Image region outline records

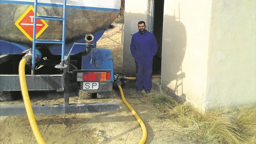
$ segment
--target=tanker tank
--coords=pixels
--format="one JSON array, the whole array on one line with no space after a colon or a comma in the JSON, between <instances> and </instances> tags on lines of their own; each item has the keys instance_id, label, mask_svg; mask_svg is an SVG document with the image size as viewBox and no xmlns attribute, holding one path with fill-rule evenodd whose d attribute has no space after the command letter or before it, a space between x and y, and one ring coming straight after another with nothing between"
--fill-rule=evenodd
<instances>
[{"instance_id":1,"label":"tanker tank","mask_svg":"<svg viewBox=\"0 0 256 144\"><path fill-rule=\"evenodd\" d=\"M39 15L62 17L63 1L38 0L38 2ZM17 25L25 24L17 22L20 22L28 9L31 7L33 8L34 2L33 0L0 0L0 39L32 45L33 31L23 31ZM86 34L93 33L109 26L118 15L120 5L120 0L67 1L66 42L82 38ZM33 17L30 17L32 22ZM44 21L48 26L40 32L37 39L61 40L62 21ZM22 27L33 27L33 23L26 24Z\"/></svg>"}]
</instances>

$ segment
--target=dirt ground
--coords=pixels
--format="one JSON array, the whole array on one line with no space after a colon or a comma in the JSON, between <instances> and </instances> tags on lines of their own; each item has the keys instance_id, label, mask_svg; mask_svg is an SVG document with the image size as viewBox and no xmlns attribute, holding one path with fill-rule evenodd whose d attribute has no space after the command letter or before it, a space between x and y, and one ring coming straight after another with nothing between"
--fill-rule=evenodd
<instances>
[{"instance_id":1,"label":"dirt ground","mask_svg":"<svg viewBox=\"0 0 256 144\"><path fill-rule=\"evenodd\" d=\"M122 47L121 43L120 24L106 32L97 43L100 47L112 51L115 70L122 71ZM147 132L146 143L192 143L168 128L161 113L148 101L149 96L143 91L138 95L135 84L123 87L125 96L145 124ZM138 143L142 136L139 124L123 103L119 90L113 90L107 99L80 99L74 92L71 93L70 103L118 102L118 111L56 115L35 116L38 128L45 141L48 144ZM64 102L63 94L56 92L31 93L32 104L60 104ZM23 104L22 99L0 104ZM36 143L26 116L0 117L0 143Z\"/></svg>"},{"instance_id":2,"label":"dirt ground","mask_svg":"<svg viewBox=\"0 0 256 144\"><path fill-rule=\"evenodd\" d=\"M159 111L147 102L148 94L138 95L134 85L125 86L123 90L127 102L145 124L147 132L146 143L191 143L166 128ZM152 93L150 95L154 95ZM138 143L142 136L141 128L123 103L119 91L113 90L107 99L80 99L71 93L70 103L118 102L118 111L106 113L36 115L35 118L47 143ZM33 104L63 103L60 92L30 94ZM1 105L23 104L22 99L1 102ZM0 117L0 143L32 144L36 141L26 116Z\"/></svg>"}]
</instances>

[Short task] Pull out every line of the records above that contains the string "target", and copy each such line in full.

[Solved exercise]
--target=tanker tank
--target=dirt ground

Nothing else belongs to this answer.